** Opening Supplied records block **

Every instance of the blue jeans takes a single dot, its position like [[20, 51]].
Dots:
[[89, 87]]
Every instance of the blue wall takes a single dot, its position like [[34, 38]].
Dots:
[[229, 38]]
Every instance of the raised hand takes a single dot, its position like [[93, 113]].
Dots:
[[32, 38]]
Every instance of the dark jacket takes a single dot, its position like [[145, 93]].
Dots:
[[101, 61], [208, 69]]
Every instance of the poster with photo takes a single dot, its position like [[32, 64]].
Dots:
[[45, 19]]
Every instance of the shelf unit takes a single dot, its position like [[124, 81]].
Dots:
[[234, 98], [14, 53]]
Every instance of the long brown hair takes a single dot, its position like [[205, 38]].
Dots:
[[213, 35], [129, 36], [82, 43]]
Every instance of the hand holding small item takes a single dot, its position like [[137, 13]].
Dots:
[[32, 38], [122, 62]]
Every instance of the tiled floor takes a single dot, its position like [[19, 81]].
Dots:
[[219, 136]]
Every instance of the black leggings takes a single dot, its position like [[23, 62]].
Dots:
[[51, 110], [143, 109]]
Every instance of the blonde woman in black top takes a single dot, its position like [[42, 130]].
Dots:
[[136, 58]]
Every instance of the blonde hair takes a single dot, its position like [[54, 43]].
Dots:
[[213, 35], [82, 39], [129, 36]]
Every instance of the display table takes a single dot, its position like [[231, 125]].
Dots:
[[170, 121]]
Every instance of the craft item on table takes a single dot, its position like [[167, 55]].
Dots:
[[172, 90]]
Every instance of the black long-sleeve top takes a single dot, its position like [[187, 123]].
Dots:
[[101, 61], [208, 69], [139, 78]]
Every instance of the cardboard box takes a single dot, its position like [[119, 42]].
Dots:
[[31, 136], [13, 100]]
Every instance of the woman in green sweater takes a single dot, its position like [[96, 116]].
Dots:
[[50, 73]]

** Closing Supplied records block **

- _Action item_
Could you restate every record above word for word?

- _Reply_
Every instance of the blue jeans takes a single dot, its position like [[20, 51]].
Dots:
[[89, 87]]
Every instance of the blue wall takes a single dot, its position like [[34, 38]].
Dots:
[[229, 38]]
Every instance of the raised hand takes a single dot, its position like [[93, 113]].
Dots:
[[32, 38]]
Every instance of the dark jacket takes a single dot, its position like [[145, 93]].
Dots:
[[101, 61], [208, 69]]
Every instance of the poster with photo takes a single dot, its position like [[32, 64]].
Dots:
[[45, 19]]
Every instance of the shelf unit takes a single dot, its position like [[124, 81]].
Dots:
[[234, 98], [14, 53]]
Every instance of the long brown hair takes a single dot, its position like [[205, 38]].
Dots:
[[213, 35], [129, 36], [82, 43]]
Every instance of the hand holding small item takes a single dot, its position like [[137, 13]].
Dots:
[[32, 38], [122, 62]]
Every instance of the tiled floor takes a single dot, its position like [[19, 81]].
Dots:
[[219, 136]]
Every instance of the black leggings takes a single dot, its position like [[23, 62]].
Dots:
[[51, 110], [143, 109]]
Every instance of the blonde woman in black top takes a single dot, its position like [[42, 130]].
Dots:
[[136, 58]]
Every instance of the blonde hair takes a single dot, its position like [[54, 43]].
Dots:
[[213, 35], [82, 39], [129, 36]]
Every instance of the display table takes a single dot, its position like [[231, 125]].
Dots:
[[170, 121]]
Every instance of the craft item on table takes a single dot, its position like [[167, 55]].
Dots:
[[172, 90]]
Every instance of the black long-sleeve top takes a single dot, its position like [[187, 123]].
Dots:
[[101, 61], [208, 69], [139, 78]]
Every instance of the cardboard box takes a single dot, its position like [[119, 42]].
Dots:
[[31, 136], [13, 100]]
Every instance of the woman in green sweater takes a single dot, its position like [[96, 116]].
Dots:
[[50, 73]]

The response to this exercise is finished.